[Pointing records]
^^^^^^^^

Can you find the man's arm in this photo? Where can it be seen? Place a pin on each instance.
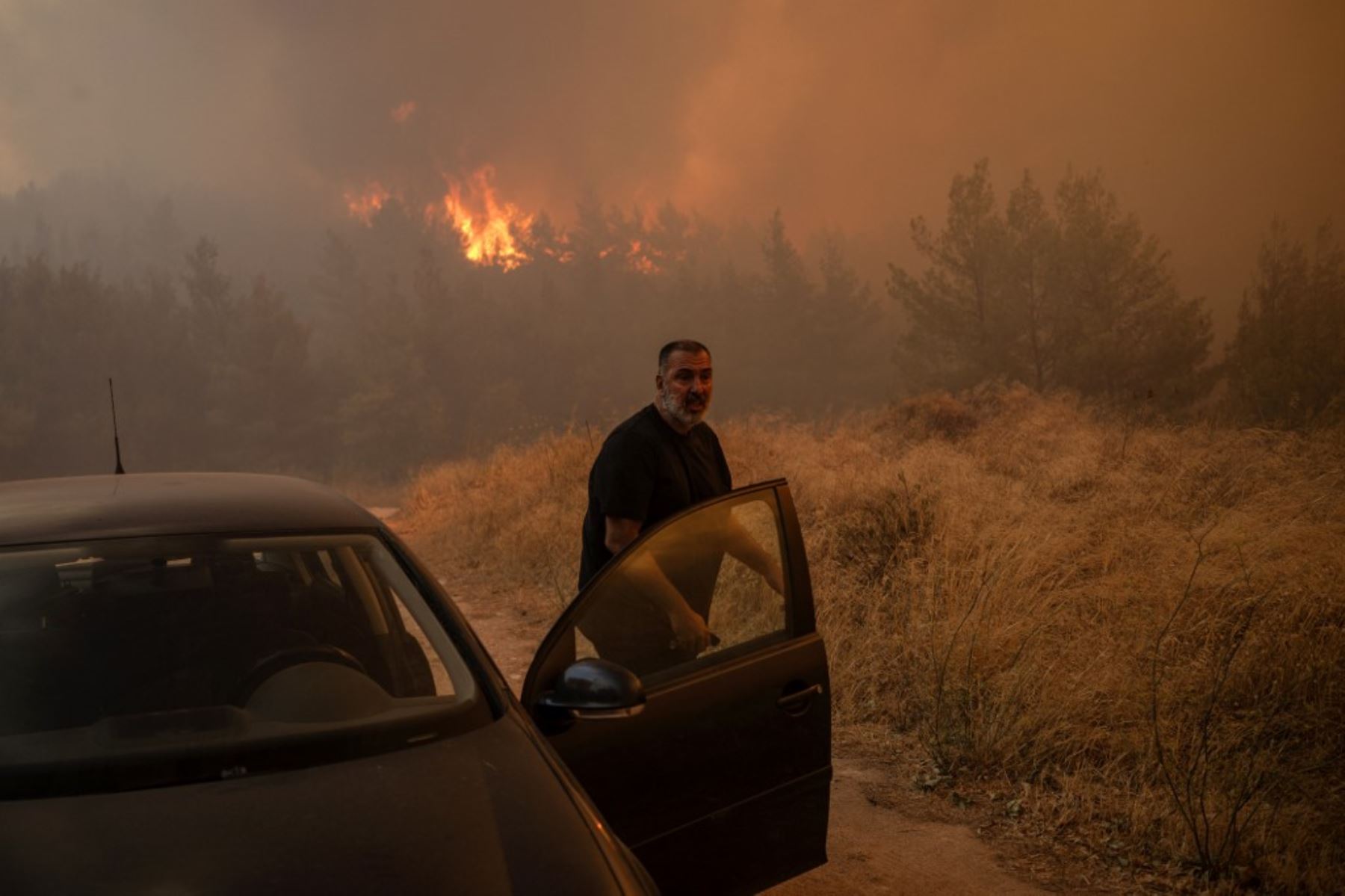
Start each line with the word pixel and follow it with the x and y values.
pixel 740 544
pixel 689 628
pixel 620 533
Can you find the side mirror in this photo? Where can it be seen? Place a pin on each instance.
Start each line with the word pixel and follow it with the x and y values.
pixel 593 689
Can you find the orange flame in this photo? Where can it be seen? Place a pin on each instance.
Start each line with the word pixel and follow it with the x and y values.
pixel 487 228
pixel 365 205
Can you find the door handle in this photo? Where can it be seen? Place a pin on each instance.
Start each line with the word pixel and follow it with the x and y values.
pixel 797 701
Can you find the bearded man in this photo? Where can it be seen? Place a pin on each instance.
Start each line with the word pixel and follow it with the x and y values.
pixel 661 460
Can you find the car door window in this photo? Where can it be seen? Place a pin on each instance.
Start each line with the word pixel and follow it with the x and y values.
pixel 721 755
pixel 723 563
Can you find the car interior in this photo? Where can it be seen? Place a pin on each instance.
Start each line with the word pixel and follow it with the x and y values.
pixel 201 625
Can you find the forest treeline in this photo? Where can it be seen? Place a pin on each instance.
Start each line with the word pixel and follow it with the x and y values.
pixel 395 349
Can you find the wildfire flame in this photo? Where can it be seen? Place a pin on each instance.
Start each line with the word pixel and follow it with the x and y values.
pixel 365 205
pixel 487 228
pixel 495 233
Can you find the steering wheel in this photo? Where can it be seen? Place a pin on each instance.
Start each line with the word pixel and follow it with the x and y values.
pixel 282 660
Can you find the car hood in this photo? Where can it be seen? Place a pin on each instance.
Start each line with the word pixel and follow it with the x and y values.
pixel 480 812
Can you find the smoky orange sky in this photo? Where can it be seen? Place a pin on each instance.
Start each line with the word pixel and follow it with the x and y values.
pixel 1207 119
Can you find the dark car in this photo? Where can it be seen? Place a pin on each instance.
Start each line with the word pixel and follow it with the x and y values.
pixel 240 684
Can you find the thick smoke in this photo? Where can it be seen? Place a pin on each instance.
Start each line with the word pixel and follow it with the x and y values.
pixel 1208 119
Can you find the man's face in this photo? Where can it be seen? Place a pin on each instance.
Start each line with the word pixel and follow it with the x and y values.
pixel 685 386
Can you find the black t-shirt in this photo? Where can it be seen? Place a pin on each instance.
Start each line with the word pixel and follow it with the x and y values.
pixel 649 472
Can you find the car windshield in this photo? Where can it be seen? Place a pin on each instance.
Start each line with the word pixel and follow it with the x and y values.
pixel 148 661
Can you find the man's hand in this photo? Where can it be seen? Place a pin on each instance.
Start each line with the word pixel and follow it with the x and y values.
pixel 689 630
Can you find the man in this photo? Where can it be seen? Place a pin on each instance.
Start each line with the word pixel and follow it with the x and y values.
pixel 662 460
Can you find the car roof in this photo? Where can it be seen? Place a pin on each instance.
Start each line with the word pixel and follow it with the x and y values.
pixel 134 505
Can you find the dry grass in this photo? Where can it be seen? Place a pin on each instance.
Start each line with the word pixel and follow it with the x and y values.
pixel 1140 627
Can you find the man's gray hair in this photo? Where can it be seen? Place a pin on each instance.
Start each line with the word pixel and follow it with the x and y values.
pixel 689 346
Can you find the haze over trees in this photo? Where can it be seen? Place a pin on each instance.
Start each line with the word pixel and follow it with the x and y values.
pixel 383 347
pixel 1066 295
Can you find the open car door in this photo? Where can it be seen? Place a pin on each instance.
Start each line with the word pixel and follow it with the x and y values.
pixel 713 767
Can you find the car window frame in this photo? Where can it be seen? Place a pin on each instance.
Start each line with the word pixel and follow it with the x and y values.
pixel 798 590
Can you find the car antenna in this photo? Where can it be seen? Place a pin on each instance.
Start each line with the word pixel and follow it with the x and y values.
pixel 116 439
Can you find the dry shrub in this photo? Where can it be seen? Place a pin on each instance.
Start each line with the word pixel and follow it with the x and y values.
pixel 514 514
pixel 936 415
pixel 1009 576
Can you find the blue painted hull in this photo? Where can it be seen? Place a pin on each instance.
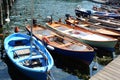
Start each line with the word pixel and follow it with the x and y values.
pixel 86 57
pixel 36 73
pixel 97 13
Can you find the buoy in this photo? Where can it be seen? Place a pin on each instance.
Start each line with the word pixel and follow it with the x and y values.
pixel 16 29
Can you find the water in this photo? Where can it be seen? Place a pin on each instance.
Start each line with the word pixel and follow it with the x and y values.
pixel 65 68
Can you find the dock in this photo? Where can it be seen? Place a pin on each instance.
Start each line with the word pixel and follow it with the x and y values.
pixel 109 72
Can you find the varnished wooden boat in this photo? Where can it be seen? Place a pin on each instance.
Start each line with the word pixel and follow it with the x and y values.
pixel 101 1
pixel 83 35
pixel 63 45
pixel 110 23
pixel 95 27
pixel 33 60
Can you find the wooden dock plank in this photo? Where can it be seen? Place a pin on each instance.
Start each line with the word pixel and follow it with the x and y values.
pixel 109 72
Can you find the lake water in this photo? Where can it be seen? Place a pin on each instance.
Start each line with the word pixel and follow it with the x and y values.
pixel 65 68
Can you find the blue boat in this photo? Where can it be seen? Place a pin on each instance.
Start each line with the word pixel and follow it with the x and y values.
pixel 28 55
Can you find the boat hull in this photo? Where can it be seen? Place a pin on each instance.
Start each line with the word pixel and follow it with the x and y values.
pixel 86 57
pixel 34 73
pixel 109 45
pixel 81 54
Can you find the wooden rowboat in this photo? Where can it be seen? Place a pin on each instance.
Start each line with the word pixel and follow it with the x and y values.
pixel 95 27
pixel 113 24
pixel 32 60
pixel 86 36
pixel 63 45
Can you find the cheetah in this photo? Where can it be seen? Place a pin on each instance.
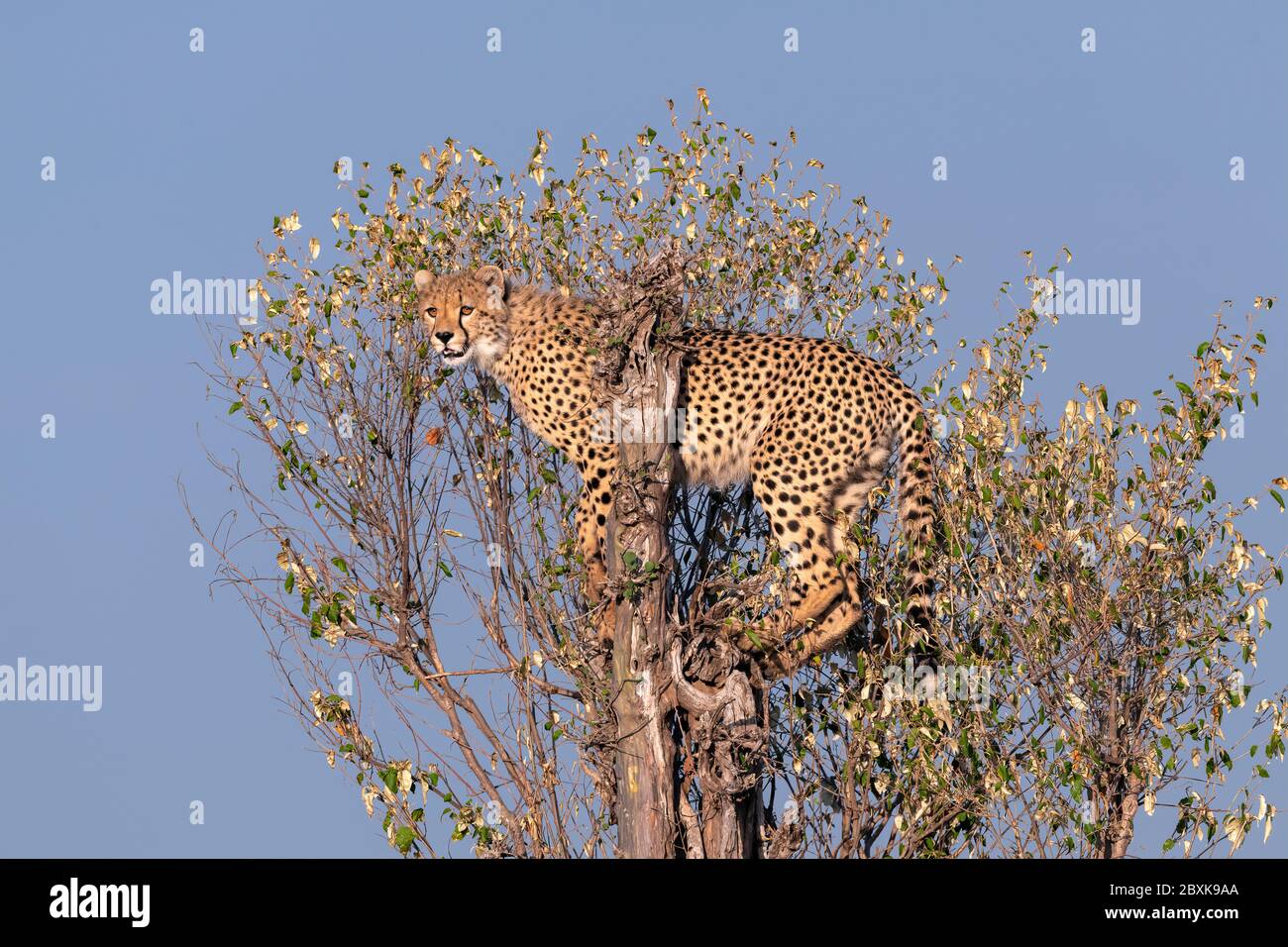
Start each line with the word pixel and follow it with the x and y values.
pixel 810 421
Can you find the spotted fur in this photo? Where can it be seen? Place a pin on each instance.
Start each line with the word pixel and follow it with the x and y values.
pixel 810 421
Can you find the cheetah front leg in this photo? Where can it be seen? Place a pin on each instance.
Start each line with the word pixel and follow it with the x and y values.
pixel 591 540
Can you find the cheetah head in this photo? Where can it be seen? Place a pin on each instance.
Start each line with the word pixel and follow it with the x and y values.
pixel 467 315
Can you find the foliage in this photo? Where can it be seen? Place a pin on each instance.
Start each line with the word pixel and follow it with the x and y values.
pixel 1098 604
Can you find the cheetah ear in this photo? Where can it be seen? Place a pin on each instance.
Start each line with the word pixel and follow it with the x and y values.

^^^^^^^^

▶ _Task_
Word for word, quote the lines above. Omit the pictures.

▶ _Problem solution_
Can you find the man's arm in this photo? Where can it be seen? Place a pin on each instance.
Start each line with the word pixel and follow it with the x and y values.
pixel 740 544
pixel 689 628
pixel 620 533
Can you find the side mirror in this photo? Where can it be seen? Place a pin on each instance.
Start each line with the word pixel and follow it with the x and y values.
pixel 593 689
Can you find the orange flame in this photo? Where can it be seen? Place a pin on each instance.
Start each line with the word pixel and follow it with the x and y values.
pixel 487 228
pixel 365 205
Can you find the door handle in this photo? Where can it be seen? Place a pin on each instance.
Start each line with the word pixel and follow it with the x and y values.
pixel 797 701
Can you find the bearded man in this photo? Where can it be seen? Place a pin on each instance.
Start each line with the word pixel and follow it with the x and y values.
pixel 661 460
Can you find the car door window in this photo? Where can it be seen? Place a pin on each instance.
Start each line with the word pixel and follow it with the x and y values.
pixel 721 755
pixel 723 563
Can you find the car interior in this photo? Where can it be seen? Place a pin on each instance.
Start each line with the word pixel and follow it with the x and y values.
pixel 201 625
Can you find the forest treeline in this photo? Where can it be seen? Place a pin on each instance.
Start each line with the word pixel and follow it with the x and y values.
pixel 395 349
Can you find the wildfire flame in this photo? Where can it be seen? Place a pin on each instance.
Start each line with the word pixel and follow it with the x and y values.
pixel 365 205
pixel 487 228
pixel 495 233
Can you find the steering wheel in this photo? Where can it be seen? Place a pin on each instance.
Start each line with the word pixel and follow it with the x and y values.
pixel 282 660
Can you find the car hood in this photo? Where can it be seen? Place a pin on each instance.
Start each line with the word pixel and follow it with the x and y values.
pixel 480 812
Can you find the smoky orange sky in this photo? Where can it be seen? Place a pin on each instance.
Start each line with the word pixel and follow it with the x and y values.
pixel 1207 119
Can you find the dark car in this photo? Where can it be seen? Place a pin on each instance.
Start each line with the word pixel and follow it with the x and y values.
pixel 240 684
Can you find the thick smoke in this photo? Where can it be seen? Place a pin on each instance.
Start each line with the word pixel and follow it with the x and y values.
pixel 1208 119
Can you find the man's face in this photo? Where can it be seen? Place a pin on each instance.
Start each line with the word pixel and follow it with the x and y values.
pixel 685 386
Can you find the black t-shirt in this photo? Where can it be seen? Place a pin on each instance.
Start each line with the word pixel and follow it with the x and y values.
pixel 649 472
Can you find the car windshield in this photo? Where can it be seen? Place a pin on each instance.
Start each line with the word pixel and follow it with the x and y values.
pixel 148 661
Can you find the man's hand in this photo? Where can it be seen? Place a pin on each instance.
Start each line with the word pixel and follow it with the x and y values.
pixel 689 630
Can you find the man in this photo? Where can it be seen? Place a pin on each instance.
Start each line with the word pixel and follow it with the x and y values.
pixel 662 460
Can you find the car roof in this photo? Where can it be seen? Place a pin on each instance.
Start each line with the word pixel and follow it with the x and y values.
pixel 134 505
Can you find the dry grass in this photo? Where can it be seen? Place a pin on each instance.
Start each line with the word pixel and follow it with the x and y values.
pixel 1140 627
Can you find the man's gray hair in this photo? Where can it be seen? Place a pin on each instance.
Start each line with the word pixel and follow it with the x and y values.
pixel 689 346
Can you find the haze over trees in this photo? Where can it be seen? Place a pin on each instance.
Start each line with the word pixel and follow it with the x and y values.
pixel 383 347
pixel 1066 295
Can you find the open car door in this photo? Where can it be seen? Place a pin on each instance.
Start each line with the word pixel and follow it with the x and y values.
pixel 713 767
Can you find the car window frame in this photo? Where can it be seen? Place a pin on each instance.
Start each line with the word pixel and follow it with the x and y values.
pixel 798 590
Can you find the car antenna in this photo? Where can it be seen? Place a pin on each instance.
Start each line with the word pixel and follow it with the x and y values.
pixel 116 439
Can you find the dry shrub in this photo? Where can it be seen? Place a pin on each instance.
Start each line with the word pixel and follow it with the x and y values.
pixel 514 514
pixel 936 415
pixel 1009 576
Can you find the blue painted hull in this photo? Where can it be seen? Place a pin on each instance.
Start each line with the word pixel and follow it with the x and y values.
pixel 86 57
pixel 36 73
pixel 97 13
Can you find the buoy in this photo? Where can it be seen? Place a pin on each instance.
Start each line with the word pixel and follow it with the x and y values.
pixel 16 29
Can you find the water in this photo? Where can it be seen? Place a pin on each instance.
Start each line with the word pixel and follow it with the x and y values.
pixel 65 68
Can you find the dock in this photo? Where can it be seen? Place a pin on each instance.
Start each line with the word pixel and follow it with the x and y values.
pixel 109 72
Can you find the varnished wooden boat in this photo? Where can it be seen? Place a pin on each instance.
Start each line with the word pixel and follow it with the x and y values.
pixel 101 1
pixel 83 35
pixel 63 45
pixel 110 23
pixel 95 27
pixel 33 60
Can you find the wooden dock plank in this photo? Where can it be seen? Place a pin on each instance.
Start each line with the word pixel and follow it with the x and y values.
pixel 109 72
Can you find the lake water in this photo? Where can it be seen? Place a pin on each instance.
Start each line with the word pixel and follow it with the x and y values.
pixel 65 68
Can you find the blue boat in this photo? Where can it be seen? Place a pin on each instance.
Start each line with the word pixel and follow it with the x and y values.
pixel 28 55
Can you find the boat hull in this photo? Where can it be seen? Place a pin on each instance.
Start each line with the word pixel and follow it with the x and y values.
pixel 86 57
pixel 34 73
pixel 109 45
pixel 81 54
Can you find the wooden rowboat in this photo? Where can it be seen? Place a pin on each instance.
Start each line with the word pixel and follow it with the x and y values.
pixel 95 27
pixel 113 24
pixel 32 60
pixel 86 36
pixel 63 45
Can you find the cheetah in this photo? Where can it be seen? Place a pin on each instance.
Start each line with the word pixel and follow it with the x and y values.
pixel 810 421
Can you find the spotted fur in this photo? Where can it be seen? Place a pin on each instance.
Start each line with the word pixel and follow it with the x and y values.
pixel 810 421
Can you find the cheetah front leg in this photo? Where can it be seen? Place a pin on each instance.
Start each line with the word pixel and follow it with the x and y values.
pixel 591 540
Can you find the cheetah head in this photo? Where can it be seen? Place a pin on each instance.
Start each line with the word pixel and follow it with the x and y values.
pixel 467 315
Can you find the foliage in this photo? Where can it be seen? Place a pin on each instance.
Start each line with the word pixel and follow it with the x and y values.
pixel 1098 604
Can you find the cheetah ear in this photo? Where can it be seen? Place a pin on each instance.
Start each line with the word pixel and follow it with the x and y values.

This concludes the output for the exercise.